Top of EXTRACTED TEXT

Coastal Marin was on high alert last weekend after a 564-foot container ship lost power and went adrift several miles off the coast of Point Reyes. 

The Wan Hai 176, a Singaporean shipping vessel with 21 people on board, was bound from Oakland to Seattle on Friday afternoon when it lost power and failed to anchor amid intense swells. The ship was carrying no hazardous material in its 783 containers, but it raised alarms when it began drifting southeast toward Point Reyes. 

On Saturday, the Wan Hai was clearly visible on the horizon from the peninsula. By the next morning, it was anchored in place about seven miles off South Beach. After waiting out the rough weather, four tugboats pulled the ship to an anchorage in San Francisco Bay for engine repairs on Sunday evening. 

The tow was coordinated by a unified command of the Coast Guard, the California Department of Fish and Wildlife’s Office of Spill Prevention and Response and Marin County. No one was injured, and there were no reports of pollution or spills. The ship was carrying 39,000 gallons of fuel, about 8 percent of its capacity, the coast guard said. 

The six-year old vessel, owned by the Taiwanese regional shipping company Wan Hai, is small by global shipping standards; the largest container ships are more than 1,300 feet long. The Wan Hai and many other ships its size had never left Asia until the pandemic upended the industry, The Maritime Executive reported. But a spike in consumer demand and freight rates last year pushed many small companies to make their first transpacific voyages.

Bottom of EXTRACTED TEXT
Top of SOURCE MATERIAL

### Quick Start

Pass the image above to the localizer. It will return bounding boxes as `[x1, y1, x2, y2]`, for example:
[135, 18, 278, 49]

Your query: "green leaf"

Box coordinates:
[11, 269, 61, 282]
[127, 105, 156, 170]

Bottom of SOURCE MATERIAL

**PROBLEM DESCRIPTION**: Set down the passage from the article about the drifting container ship exactly, starting at "On Saturday, the" and ending at "coast guard said.". Rely only on the article about the drifting container ship, not on the listing.

**COMPLETED TASK**:
On Saturday, the Wan Hai was clearly visible on the horizon from the peninsula. By the next morning, it was anchored in place about seven miles off South Beach. After waiting out the rough weather, four tugboats pulled the ship to an anchorage in San Francisco Bay for engine repairs on Sunday evening. 

The tow was coordinated by a unified command of the Coast Guard, the California Department of Fish and Wildlife’s Office of Spill Prevention and Response and Marin County. No one was injured, and there were no reports of pollution or spills. The ship was carrying 39,000 gallons of fuel, about 8 percent of its capacity, the coast guard said.